----- Extract to read
Google just confirmed the AI reality many programmers are desperately trying to deny

AI is slowly taking over coding but many programmers are still sticking their head in the sand about what’s coming…

Now Google’s Chief Scientist just made a telling revelation: AI now generates at least 25% of their code.

Can you see — it’s happening now at top software companies with billions of active lines of code.

All these people still acting like AI-assisted coding is just a gimmick that nobody actually uses in production.

Some people in my comment sections even said that using AI tools don’t make you more productive…

Like come on — I thought we all agreed GitHub Copilot was a smash. The over 1.3 million paying users they had this time last year wasn’t enough proof?

In case you don’t know, software developers are not a very easy group of people to monetize — your tool must be really something to have over 1.3 million of them pay for it.

And even if most of these are from businesses, something tells me not every developer tool can get anywhere close to these numbers from B2B.

I remember the first time I used Copilot. Mhmm nice tool, pretty decent suggestions, not bad…

Only like a few days later when I had to code without it from connection issues — that’s when I realized just how much I’d already started depending on this tool. I was already getting used to the higher quality of life and I wasn’t even fully aware.

That Tab key for accepting completions — which key did I even press more between Tab and semicolon.

  • Type 48 characters — Enter
  • Type 60 characters — Enter
  • Type 55 characters — Enter

After:

  • Type 9 characters — Tab — Enter
  • Type 2 characters — Tab — Enter
  • Tab — Enter

The quality of life difference was undeniable. The productivity difference was undeniable.

And one thing this shows you or reminds you — that programming has always been an act of thinking, not typing.

It’s always been the thinking part that took most of the time — the higher level system planning and designing, the lower level algorithms and design patterns.
----------
**To do:**
**1)** Answer these questions from the post on AI-assisted coding:
(a) What share of Google's code does AI now generate, according to Google's Chief Scientist?
(b) How many paying users did GitHub Copilot have this time last year?
(c) What situation made the writer notice how much they depended on Copilot?
**2)** Set down the stretch of the post on AI-assisted coding from "Some people in" through "wasn’t enough proof?".
**3)** Take the post on AI-assisted coding further from the point where it stops.
The lines below have no connection to the post.
----- Information supplied
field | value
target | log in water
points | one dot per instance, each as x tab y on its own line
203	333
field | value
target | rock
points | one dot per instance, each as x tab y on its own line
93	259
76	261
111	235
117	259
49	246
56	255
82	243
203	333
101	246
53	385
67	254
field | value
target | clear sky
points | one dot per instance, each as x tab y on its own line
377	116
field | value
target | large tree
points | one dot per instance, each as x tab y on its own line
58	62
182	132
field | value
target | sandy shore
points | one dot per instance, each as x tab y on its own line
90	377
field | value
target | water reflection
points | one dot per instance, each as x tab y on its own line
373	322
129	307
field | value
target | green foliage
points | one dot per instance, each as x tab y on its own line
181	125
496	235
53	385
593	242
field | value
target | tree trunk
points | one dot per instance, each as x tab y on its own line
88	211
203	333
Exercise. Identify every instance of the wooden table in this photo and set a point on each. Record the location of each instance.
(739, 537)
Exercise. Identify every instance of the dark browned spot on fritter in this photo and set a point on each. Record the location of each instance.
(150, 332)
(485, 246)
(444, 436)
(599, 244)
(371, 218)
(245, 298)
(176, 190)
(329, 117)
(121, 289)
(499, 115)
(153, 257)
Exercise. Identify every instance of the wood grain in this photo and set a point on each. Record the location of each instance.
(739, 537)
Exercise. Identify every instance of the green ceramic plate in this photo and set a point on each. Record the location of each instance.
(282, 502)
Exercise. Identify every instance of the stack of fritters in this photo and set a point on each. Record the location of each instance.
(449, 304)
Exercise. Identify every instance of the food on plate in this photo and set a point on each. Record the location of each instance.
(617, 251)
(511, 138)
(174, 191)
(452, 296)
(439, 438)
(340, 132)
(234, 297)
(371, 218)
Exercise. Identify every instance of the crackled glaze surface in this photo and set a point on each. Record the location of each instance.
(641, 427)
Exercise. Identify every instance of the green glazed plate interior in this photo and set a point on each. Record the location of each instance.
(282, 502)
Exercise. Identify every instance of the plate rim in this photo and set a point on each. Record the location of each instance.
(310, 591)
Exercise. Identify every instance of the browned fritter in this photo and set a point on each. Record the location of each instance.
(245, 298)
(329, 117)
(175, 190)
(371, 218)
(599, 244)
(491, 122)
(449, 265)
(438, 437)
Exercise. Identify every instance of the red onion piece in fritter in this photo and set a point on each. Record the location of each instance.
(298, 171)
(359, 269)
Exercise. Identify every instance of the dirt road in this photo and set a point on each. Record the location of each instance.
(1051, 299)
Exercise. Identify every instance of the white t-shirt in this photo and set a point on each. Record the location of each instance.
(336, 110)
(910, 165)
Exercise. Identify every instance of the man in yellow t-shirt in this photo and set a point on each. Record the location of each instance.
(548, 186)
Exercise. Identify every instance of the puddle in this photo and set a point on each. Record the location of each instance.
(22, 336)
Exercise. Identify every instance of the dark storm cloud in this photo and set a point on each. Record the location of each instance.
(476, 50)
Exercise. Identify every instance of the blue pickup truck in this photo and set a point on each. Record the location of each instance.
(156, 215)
----------
**Answers to each task:**
**1)**
(a) At least 25%.
(b) Over 1.3 million.
(c) Having to code without it because of connection issues, a few days after first using it.

**2)**
Some people in my comment sections even said that using AI tools don’t make you more productive…

Like come on — I thought we all agreed GitHub Copilot was a smash. The over 1.3 million paying users they had this time last year wasn’t enough proof?

**3)**
The typing has always been straightforward. And pretty mundane actually.

Copilot isn’t just a code completion tool, it’s a thought predicting tool.

It’s not just about helping you code faster, it’s about knowing what you’re thinking and eliminating the gap between that thought and its actualization in the real world. Pressing Tab instead of dozens of characters.

It’s been so useful and this is just at the lower line-by-line level — predicting your thoughts for what each line should be.

Now we are having tools like Supercomplete predicting your intent across entire files, making things even easier.

Cursor Compose and Windsurf Cascade bringing your thoughts to life across several files in your codebase.

And there are increasingly magnifying the impact and value of those thoughts.

Let’s say you want to add a searching feature to your web app.

Copilot could give you completions for each line of the UI components + event handler definition and the search algorithm or external libraries you decide to use.

Supercomplete could automatically create an empty event handler for you to start writing the definition.

But with the agentic tools you could just say, “add a search feature to the app”, and it could handle everything — all the above — including NPM library installations.

How long until you can literally say, “build and deploy an e-commerce app…” and that’ll be all it takes?

Imagine you give such a vague description of what you want and then the AI autonomously asks you questions to get the specific requirements and avoid all ambiguity.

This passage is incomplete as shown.